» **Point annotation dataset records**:
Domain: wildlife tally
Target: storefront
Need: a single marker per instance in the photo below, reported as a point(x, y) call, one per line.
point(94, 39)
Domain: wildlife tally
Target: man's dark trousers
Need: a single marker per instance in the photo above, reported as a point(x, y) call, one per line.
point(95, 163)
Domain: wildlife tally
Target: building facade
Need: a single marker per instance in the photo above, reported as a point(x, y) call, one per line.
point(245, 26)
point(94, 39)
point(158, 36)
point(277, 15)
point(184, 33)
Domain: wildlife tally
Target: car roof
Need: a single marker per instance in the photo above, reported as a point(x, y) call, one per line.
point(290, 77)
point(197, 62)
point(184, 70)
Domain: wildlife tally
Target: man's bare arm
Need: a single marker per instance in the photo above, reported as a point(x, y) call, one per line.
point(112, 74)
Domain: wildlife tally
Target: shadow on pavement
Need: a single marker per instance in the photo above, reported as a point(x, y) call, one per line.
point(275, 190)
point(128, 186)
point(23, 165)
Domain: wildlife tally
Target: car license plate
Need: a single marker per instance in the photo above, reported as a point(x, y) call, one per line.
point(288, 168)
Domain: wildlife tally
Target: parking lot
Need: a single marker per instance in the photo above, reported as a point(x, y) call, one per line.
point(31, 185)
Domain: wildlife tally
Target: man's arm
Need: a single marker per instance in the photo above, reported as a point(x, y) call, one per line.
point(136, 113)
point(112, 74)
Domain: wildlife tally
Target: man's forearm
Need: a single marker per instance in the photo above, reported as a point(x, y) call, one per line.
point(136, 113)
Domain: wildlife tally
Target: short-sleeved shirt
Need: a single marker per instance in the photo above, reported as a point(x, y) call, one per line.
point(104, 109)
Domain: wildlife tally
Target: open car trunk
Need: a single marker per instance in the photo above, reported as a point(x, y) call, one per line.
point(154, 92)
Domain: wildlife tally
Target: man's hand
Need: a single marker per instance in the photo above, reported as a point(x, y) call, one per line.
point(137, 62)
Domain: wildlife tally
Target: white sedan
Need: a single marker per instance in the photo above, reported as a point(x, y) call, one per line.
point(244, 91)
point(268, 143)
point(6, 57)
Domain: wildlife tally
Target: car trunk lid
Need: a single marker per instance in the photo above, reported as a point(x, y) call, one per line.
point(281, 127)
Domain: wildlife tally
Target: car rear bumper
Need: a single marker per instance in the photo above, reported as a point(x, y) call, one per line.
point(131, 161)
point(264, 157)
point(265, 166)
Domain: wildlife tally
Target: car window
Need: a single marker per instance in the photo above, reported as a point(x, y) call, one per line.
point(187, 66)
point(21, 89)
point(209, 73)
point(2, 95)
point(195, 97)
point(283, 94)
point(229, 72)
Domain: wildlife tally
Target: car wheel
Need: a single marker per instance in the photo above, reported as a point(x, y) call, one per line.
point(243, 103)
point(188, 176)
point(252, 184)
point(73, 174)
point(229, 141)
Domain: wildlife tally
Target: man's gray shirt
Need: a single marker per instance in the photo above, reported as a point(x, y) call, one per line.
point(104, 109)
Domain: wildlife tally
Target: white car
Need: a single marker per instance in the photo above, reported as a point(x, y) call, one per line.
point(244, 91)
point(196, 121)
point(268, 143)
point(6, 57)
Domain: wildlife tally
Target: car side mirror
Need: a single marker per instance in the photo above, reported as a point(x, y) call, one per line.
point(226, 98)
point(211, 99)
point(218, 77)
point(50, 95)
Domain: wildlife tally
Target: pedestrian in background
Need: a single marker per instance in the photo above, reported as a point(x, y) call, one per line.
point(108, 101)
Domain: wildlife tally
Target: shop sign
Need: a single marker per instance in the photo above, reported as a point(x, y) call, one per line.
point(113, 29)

--

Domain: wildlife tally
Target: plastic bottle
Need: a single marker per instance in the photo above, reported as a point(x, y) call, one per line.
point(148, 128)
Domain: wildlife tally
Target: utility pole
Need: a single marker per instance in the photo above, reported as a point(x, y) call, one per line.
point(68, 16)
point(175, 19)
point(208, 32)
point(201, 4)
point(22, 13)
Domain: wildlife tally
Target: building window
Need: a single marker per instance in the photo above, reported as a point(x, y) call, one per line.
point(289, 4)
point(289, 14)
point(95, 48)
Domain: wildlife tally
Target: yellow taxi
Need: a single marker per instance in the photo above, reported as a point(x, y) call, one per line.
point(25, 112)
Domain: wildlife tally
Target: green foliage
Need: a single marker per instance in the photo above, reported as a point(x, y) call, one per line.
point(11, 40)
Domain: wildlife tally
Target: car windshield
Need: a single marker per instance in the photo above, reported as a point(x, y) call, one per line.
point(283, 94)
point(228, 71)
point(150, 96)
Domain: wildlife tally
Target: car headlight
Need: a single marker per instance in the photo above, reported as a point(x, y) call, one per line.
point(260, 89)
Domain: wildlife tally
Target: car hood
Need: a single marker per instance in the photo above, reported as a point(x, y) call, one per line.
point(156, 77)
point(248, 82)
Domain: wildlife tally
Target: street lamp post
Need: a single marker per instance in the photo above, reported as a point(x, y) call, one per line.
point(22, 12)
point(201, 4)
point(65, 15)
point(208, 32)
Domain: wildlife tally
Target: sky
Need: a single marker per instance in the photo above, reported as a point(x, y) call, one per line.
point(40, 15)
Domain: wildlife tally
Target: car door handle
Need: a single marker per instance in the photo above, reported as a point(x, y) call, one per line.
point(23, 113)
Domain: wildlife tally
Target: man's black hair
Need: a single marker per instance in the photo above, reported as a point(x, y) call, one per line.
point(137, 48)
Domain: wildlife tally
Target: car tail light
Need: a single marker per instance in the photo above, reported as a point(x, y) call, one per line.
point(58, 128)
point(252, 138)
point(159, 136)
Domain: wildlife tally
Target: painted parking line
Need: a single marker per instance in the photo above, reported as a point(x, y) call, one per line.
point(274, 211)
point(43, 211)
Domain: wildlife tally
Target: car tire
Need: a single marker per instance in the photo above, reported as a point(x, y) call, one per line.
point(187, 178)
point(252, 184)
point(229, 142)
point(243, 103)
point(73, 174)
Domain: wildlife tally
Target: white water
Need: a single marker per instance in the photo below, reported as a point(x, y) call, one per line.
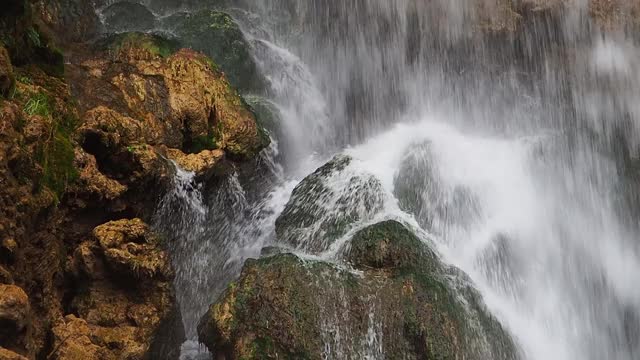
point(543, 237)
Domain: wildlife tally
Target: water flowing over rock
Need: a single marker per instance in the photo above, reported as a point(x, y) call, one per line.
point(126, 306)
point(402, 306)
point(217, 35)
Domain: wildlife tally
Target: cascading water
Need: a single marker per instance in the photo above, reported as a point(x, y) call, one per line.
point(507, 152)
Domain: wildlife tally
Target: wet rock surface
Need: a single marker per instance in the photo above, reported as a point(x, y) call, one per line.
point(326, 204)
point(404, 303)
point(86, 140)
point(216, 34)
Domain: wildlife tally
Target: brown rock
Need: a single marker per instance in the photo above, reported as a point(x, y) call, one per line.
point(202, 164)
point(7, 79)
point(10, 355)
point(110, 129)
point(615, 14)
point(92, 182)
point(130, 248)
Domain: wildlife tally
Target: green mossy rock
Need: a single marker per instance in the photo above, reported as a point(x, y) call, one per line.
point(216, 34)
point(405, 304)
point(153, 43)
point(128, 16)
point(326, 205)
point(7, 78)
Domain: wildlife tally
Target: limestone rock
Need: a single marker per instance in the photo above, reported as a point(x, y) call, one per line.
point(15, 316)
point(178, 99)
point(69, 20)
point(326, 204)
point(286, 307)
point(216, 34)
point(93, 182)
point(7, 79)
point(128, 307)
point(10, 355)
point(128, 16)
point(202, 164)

» **Problem**: Identify every line in the material above that contains the word "window", and copy each of those lines in full.

» **Answer to the exercise**:
Target: car window
Target: building window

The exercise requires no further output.